Rewrite the rows below, replacing every "biggest" with "largest" and keeping everything else unchanged. Leave the pictures out of your answer.

──────────────────────────────

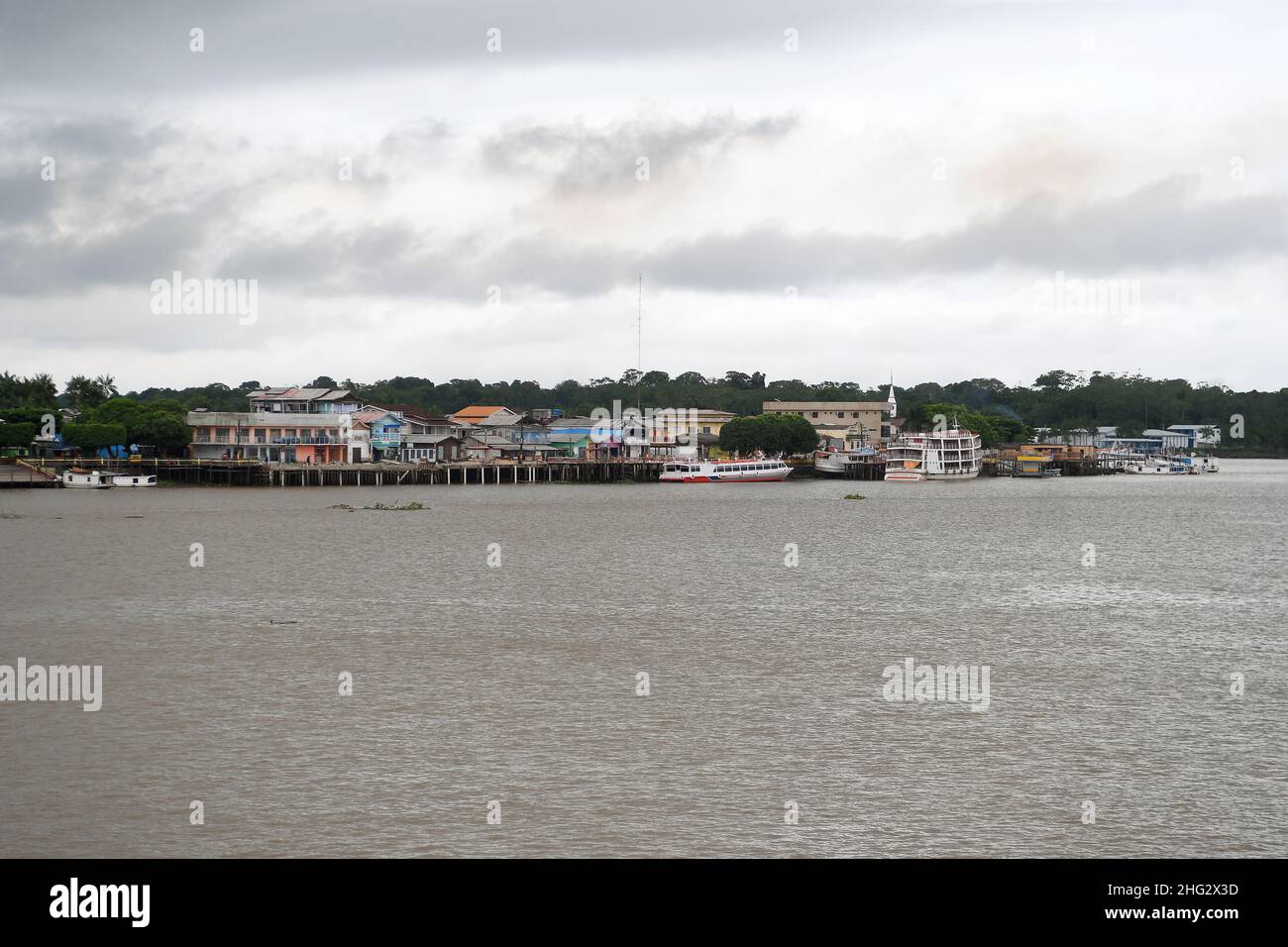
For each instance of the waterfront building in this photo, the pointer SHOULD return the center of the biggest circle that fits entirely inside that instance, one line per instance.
(282, 437)
(1199, 434)
(477, 414)
(384, 433)
(1171, 440)
(832, 419)
(430, 438)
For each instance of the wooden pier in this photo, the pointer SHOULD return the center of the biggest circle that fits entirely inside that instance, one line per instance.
(1008, 464)
(250, 474)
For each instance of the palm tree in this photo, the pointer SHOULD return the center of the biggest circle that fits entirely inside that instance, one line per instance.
(81, 392)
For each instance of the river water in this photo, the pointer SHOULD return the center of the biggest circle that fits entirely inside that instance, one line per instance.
(1109, 682)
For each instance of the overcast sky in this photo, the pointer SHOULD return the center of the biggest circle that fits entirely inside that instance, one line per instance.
(903, 191)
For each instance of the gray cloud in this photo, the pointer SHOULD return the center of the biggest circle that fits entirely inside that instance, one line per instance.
(1158, 227)
(576, 158)
(145, 43)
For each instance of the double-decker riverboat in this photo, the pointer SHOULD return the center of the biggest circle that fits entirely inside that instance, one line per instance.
(747, 471)
(949, 455)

──────────────────────────────

Solution
For each instance of the waterfront building in this photo, the pointer SHOULD return the center of the largest circle that fits entirely inside that instance, one line per instance.
(282, 437)
(1199, 434)
(477, 414)
(384, 433)
(1171, 440)
(832, 419)
(430, 438)
For each instance of the wooden pier in this photo, the pointer SHOULD return the center of the largest circle that fits entirely inside that instance, one line per instance.
(1008, 464)
(250, 474)
For each instance of the palm tree in this photo, the pointer SHOULD return the center of the largest circle that fits entirely inside that instance, one line per instance.
(81, 392)
For each instance of the river water in this photo, the pointer SHOULD return the center of the largest circle that fits entirely inside that instance, one line per instance.
(1109, 682)
For each instance of the overcast sky in this photo, the pointer SHOULD return the center of the largest circle that fits entirely inside that instance, one line per instance.
(903, 191)
For each instance of the gray cloud in this photo, the pointer SHOULD return the center of the largest circle that fits entirely inside that instance, one line per instance.
(1158, 227)
(576, 158)
(145, 43)
For each instance of the double-decker riverboat in this photo, the pointer SHOULD return the center of the largest circle that fits entirely inside that instance, one line per instance.
(747, 471)
(949, 455)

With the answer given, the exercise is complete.